** INFORMATION SHOWN follows **
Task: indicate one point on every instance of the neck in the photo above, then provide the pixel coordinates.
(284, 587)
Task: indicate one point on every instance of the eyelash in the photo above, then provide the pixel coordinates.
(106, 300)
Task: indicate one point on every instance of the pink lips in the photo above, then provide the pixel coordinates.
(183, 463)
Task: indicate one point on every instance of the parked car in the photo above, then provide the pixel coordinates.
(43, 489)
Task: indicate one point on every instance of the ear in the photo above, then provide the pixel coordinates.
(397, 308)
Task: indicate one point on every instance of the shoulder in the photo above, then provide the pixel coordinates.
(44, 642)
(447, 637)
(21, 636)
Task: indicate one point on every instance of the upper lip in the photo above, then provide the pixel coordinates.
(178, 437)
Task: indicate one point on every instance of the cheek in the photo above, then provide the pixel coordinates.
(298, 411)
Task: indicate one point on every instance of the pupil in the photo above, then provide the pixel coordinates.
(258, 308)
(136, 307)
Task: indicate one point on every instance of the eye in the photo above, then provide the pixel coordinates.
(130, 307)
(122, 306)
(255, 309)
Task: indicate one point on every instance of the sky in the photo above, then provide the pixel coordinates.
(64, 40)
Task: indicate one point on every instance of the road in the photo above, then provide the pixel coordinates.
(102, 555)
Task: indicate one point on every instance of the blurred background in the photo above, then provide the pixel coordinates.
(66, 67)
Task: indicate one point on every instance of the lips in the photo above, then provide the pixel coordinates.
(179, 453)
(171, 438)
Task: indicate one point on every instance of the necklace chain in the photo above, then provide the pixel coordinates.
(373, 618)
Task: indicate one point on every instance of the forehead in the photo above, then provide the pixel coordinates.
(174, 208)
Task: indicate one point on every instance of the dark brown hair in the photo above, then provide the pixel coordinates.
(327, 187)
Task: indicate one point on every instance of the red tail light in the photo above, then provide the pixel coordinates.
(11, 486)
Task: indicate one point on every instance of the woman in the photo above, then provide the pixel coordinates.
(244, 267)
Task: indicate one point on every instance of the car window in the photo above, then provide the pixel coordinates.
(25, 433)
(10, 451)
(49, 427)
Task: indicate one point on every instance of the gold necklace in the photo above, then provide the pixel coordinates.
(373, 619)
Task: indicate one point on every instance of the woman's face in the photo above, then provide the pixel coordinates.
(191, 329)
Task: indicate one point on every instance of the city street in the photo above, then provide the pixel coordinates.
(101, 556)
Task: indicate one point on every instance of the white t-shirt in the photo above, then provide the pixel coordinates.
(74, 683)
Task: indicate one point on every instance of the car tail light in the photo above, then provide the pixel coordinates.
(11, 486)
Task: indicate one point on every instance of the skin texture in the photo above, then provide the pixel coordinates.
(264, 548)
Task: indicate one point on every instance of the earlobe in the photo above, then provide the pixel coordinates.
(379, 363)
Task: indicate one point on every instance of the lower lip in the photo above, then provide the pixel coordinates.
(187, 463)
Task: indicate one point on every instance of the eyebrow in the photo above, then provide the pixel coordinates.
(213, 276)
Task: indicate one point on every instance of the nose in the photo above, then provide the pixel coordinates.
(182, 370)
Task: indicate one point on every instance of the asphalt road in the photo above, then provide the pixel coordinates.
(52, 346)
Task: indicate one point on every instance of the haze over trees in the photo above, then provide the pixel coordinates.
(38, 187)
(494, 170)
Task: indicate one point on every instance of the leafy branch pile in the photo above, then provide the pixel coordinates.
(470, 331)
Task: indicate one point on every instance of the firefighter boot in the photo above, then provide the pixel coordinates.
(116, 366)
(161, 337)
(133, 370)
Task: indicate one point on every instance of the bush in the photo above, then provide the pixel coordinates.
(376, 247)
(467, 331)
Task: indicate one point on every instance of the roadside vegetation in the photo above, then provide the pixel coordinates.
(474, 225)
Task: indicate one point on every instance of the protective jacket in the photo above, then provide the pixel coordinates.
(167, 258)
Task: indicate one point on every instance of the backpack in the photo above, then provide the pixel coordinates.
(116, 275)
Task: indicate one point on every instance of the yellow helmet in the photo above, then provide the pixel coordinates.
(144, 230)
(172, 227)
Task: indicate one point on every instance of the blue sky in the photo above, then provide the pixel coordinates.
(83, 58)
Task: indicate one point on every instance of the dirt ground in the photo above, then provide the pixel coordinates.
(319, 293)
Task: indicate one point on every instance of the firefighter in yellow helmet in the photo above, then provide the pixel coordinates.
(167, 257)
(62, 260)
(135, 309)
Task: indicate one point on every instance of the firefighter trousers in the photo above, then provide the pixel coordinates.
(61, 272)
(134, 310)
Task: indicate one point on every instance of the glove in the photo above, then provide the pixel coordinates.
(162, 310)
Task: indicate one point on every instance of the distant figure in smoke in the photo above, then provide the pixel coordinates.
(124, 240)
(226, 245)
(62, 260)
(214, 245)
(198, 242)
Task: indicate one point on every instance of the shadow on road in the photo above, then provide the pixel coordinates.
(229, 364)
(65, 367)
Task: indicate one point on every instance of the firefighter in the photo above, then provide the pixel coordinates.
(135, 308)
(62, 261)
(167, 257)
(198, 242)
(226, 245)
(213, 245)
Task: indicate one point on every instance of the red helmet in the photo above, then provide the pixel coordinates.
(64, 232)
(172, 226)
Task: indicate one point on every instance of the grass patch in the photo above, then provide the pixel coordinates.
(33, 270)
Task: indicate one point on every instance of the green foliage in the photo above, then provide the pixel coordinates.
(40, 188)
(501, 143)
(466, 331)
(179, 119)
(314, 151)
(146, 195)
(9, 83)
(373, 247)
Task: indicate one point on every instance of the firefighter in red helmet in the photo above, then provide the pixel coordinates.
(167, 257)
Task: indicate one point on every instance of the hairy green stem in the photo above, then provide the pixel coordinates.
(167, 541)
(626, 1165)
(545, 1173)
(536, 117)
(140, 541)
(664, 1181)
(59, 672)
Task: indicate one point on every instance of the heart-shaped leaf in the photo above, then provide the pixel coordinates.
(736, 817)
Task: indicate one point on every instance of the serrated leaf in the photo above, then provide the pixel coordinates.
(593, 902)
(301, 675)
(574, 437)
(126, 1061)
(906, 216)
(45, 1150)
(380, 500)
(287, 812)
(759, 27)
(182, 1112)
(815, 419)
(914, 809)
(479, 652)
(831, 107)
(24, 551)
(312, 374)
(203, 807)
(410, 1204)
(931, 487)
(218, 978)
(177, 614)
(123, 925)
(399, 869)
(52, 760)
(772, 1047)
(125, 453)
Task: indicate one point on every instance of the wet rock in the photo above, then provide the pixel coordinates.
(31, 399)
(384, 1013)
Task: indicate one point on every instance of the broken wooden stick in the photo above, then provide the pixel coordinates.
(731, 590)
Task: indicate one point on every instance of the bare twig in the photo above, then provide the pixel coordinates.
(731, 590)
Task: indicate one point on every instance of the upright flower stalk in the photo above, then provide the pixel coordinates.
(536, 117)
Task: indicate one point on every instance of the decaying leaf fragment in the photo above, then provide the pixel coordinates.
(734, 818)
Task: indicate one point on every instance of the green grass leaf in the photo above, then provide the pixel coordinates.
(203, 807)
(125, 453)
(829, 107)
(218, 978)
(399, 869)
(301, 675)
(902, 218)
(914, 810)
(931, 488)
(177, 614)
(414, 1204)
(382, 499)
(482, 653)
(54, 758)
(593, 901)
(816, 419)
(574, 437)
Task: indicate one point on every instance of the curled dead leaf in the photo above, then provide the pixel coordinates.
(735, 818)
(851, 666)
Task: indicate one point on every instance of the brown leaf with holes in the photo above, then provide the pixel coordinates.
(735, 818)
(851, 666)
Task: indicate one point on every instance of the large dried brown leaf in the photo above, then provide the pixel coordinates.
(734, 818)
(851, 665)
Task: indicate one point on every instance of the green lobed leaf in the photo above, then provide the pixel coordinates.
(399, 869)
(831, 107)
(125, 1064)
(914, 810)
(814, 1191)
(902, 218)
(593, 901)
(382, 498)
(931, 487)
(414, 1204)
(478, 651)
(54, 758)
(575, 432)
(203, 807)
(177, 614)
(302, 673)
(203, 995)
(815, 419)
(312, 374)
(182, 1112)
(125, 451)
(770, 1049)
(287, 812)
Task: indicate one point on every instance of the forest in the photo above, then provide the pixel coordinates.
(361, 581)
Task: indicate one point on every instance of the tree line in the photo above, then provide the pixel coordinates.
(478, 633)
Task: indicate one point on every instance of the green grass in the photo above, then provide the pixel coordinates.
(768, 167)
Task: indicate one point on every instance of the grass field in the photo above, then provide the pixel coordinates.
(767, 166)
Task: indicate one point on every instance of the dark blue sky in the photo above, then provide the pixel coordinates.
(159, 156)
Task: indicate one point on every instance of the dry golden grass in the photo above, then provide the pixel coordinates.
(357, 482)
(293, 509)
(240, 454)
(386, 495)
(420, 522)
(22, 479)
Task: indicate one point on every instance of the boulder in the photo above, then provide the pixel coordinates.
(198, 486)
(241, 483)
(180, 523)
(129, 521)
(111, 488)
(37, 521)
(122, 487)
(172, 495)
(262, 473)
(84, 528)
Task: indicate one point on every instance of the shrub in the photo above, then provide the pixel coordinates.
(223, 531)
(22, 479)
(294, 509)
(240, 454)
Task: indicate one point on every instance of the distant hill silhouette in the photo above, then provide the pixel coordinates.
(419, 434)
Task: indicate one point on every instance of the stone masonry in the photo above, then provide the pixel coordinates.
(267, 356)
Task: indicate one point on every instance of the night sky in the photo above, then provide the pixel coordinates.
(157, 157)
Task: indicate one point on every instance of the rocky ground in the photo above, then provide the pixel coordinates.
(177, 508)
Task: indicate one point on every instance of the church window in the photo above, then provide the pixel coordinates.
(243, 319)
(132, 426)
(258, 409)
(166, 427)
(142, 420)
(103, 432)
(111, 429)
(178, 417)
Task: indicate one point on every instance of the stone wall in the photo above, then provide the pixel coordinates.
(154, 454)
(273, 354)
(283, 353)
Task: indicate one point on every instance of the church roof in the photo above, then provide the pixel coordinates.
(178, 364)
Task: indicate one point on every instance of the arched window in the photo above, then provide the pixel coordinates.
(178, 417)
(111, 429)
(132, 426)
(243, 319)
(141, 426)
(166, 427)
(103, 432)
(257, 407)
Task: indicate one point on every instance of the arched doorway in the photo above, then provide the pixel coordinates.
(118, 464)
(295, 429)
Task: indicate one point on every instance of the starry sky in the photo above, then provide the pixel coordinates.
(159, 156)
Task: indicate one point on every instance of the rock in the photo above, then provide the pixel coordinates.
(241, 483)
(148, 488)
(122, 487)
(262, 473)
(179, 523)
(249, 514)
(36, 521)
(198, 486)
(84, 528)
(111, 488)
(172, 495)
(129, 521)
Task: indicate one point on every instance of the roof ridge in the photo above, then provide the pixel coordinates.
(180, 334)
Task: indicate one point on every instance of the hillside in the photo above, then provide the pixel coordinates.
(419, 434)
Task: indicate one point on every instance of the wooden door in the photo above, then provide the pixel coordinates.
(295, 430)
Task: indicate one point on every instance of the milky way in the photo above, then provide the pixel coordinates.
** End of INFORMATION SHOWN **
_WHAT YOU NEED TO DO_. Lines from the one holding "Task: indicate one point on every instance of the roof" to the end of the listing above are the only ones to transcribe. Keep each exactly as written.

_RESPONSE TO THIS TASK_.
Task: indicate one point on every instance of the roof ridge in the photo above, then provide the pixel coordinates.
(180, 334)
Task: indicate one point on every instance of the hillside in the photo above, then provide the pixel coordinates.
(419, 434)
Task: indicate one point on every instance of the wooden door in the photo above, then provide the pixel coordinates.
(295, 430)
Task: indicate one point on every instance of the milky way in the photo above, then provide the pixel coordinates.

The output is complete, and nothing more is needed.